Collected data:
────────

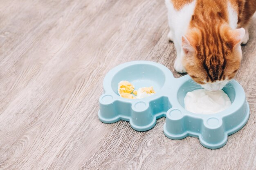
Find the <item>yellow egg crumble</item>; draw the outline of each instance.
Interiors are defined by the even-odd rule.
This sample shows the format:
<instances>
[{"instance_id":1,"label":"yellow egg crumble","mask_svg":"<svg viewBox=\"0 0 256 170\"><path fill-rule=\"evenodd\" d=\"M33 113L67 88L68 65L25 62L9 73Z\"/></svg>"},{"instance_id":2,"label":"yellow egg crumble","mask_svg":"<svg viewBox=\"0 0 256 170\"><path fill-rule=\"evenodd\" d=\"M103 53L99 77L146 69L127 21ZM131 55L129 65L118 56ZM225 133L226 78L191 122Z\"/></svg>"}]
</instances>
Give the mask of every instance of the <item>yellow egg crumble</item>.
<instances>
[{"instance_id":1,"label":"yellow egg crumble","mask_svg":"<svg viewBox=\"0 0 256 170\"><path fill-rule=\"evenodd\" d=\"M153 86L139 88L134 90L134 86L128 81L122 81L118 83L118 94L122 97L129 99L141 98L156 93ZM134 96L134 95L137 96Z\"/></svg>"}]
</instances>

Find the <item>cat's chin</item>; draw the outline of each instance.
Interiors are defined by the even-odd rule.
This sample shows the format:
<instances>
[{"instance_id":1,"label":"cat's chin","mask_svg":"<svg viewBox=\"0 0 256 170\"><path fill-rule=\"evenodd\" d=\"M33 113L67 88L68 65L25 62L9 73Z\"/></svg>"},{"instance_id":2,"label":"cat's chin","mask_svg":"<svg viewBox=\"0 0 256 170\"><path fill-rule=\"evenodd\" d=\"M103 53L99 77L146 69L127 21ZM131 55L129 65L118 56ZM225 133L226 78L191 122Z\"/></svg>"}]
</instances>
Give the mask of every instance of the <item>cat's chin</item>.
<instances>
[{"instance_id":1,"label":"cat's chin","mask_svg":"<svg viewBox=\"0 0 256 170\"><path fill-rule=\"evenodd\" d=\"M226 80L222 81L217 81L213 83L207 83L201 86L207 90L216 92L222 89L224 86L229 81Z\"/></svg>"}]
</instances>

────────

PROBLEM
Drop the pictures and reproduce the rest of the entries above exactly.

EXERCISE RESULT
Find the <item>yellow egg crumble</item>; draw the outline of each instance.
Interiors are defined by the even-odd rule.
This sample shows the format:
<instances>
[{"instance_id":1,"label":"yellow egg crumble","mask_svg":"<svg viewBox=\"0 0 256 170\"><path fill-rule=\"evenodd\" d=\"M33 113L67 88L68 65L25 62L9 73Z\"/></svg>"},{"instance_id":2,"label":"yellow egg crumble","mask_svg":"<svg viewBox=\"0 0 256 170\"><path fill-rule=\"evenodd\" d=\"M103 53L99 77L146 69L127 21ZM131 55L129 65L118 56ZM225 133L226 78L191 122Z\"/></svg>"}]
</instances>
Give the mask of every instance of the <item>yellow egg crumble</item>.
<instances>
[{"instance_id":1,"label":"yellow egg crumble","mask_svg":"<svg viewBox=\"0 0 256 170\"><path fill-rule=\"evenodd\" d=\"M153 86L139 88L134 90L134 86L128 81L122 81L118 83L118 94L122 97L129 99L141 98L156 93ZM134 96L134 95L137 96Z\"/></svg>"}]
</instances>

Find the <item>cat's chin</item>; draw the outline of each instance.
Interiors are defined by the even-odd rule.
This sample shows the format:
<instances>
[{"instance_id":1,"label":"cat's chin","mask_svg":"<svg viewBox=\"0 0 256 170\"><path fill-rule=\"evenodd\" d=\"M33 113L67 88L68 65L25 62L9 73Z\"/></svg>"},{"instance_id":2,"label":"cat's chin","mask_svg":"<svg viewBox=\"0 0 256 170\"><path fill-rule=\"evenodd\" d=\"M103 53L99 77L146 69L127 21ZM131 55L129 65L118 56ZM225 133L226 78L191 122Z\"/></svg>"}]
</instances>
Give the mask of every instance of the <item>cat's chin</item>.
<instances>
[{"instance_id":1,"label":"cat's chin","mask_svg":"<svg viewBox=\"0 0 256 170\"><path fill-rule=\"evenodd\" d=\"M226 80L222 81L217 81L213 83L207 83L201 86L207 90L216 92L222 89L224 86L229 81Z\"/></svg>"}]
</instances>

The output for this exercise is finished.